**Try it**
Can you continue the Berkeley MIDS coursework page from where it stops?

**Source document**
#####

Berkeley MIDS
Graduate coursework projects spanning capstone engineering, interpretability research, and RAG system evaluation
My Berkeley MIDS work combines applied ML engineering and model evaluation, with projects focused on time-series modeling, sparse autoencoder-based interpretability, and retrieval-augmented generation systems.
Technical Contributions
Capstone (OvertakeAI)
For my capstone course (DATASCI 210, Summer 2025), I helped build OvertakeAI, a Formula 1 safety car prediction and telemetry analysis system.
DATASCI 266 (NLP): SAE Paper
Co-authored Unveiling the Black Box: Causal Inference and Feature Analysis in Fine-Tuned Language Models Using Sparse Autoencoders, a controlled study comparing baseline vs. medically fine-tuned GPT-2 using SAE feature extraction, a semantic coherence metric, and vector-steering interventions. Key result: the baseline model showed stronger interpretability and steerability despite fewer medical features, with higher mean coherence (0.5438 vs 0.3511) and higher intervention pass rate (99% vs 83.7%).

#####

**Data records**
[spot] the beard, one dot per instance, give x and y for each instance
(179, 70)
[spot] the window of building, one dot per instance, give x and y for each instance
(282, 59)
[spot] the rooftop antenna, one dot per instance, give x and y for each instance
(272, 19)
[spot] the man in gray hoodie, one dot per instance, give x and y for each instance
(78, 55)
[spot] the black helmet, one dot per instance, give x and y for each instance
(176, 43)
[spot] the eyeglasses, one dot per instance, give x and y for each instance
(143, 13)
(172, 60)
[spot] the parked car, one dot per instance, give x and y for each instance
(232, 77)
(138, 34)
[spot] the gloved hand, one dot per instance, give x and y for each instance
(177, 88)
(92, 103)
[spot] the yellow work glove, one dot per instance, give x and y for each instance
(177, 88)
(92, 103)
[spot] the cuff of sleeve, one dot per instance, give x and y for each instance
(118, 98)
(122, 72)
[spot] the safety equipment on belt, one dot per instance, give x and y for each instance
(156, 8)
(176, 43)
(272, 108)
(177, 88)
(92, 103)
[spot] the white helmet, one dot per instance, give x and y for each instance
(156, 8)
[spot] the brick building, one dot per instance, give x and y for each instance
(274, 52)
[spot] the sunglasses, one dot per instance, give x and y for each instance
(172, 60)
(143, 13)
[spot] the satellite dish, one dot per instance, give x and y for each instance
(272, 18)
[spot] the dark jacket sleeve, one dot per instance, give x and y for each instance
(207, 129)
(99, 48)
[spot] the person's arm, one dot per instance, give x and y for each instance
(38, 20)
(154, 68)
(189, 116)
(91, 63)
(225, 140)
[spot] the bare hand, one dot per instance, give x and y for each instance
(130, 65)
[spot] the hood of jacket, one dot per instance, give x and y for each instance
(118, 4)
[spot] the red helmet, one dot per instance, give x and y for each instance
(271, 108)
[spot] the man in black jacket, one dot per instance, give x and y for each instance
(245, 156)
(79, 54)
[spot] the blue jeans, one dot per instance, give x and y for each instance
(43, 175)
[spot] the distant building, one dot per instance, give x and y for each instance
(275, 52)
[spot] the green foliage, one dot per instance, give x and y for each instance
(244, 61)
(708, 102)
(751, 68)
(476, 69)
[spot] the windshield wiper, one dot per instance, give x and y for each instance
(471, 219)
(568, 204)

#####

**Task answer**
DATASCI 267 (GenAI): RAG Pipeline with LangGraph
Built and systematically evaluated a retrieval-augmented generation pipeline orchestrated with LangGraph for domain-specific Q&A. Results showed template and retriever design had greater performance impact than embedding model choice; the strongest configuration used multi-qa-mpnet-base-cos-v1 with chunk size 1024, overlap 100, and similarity retrieval at top-k=8.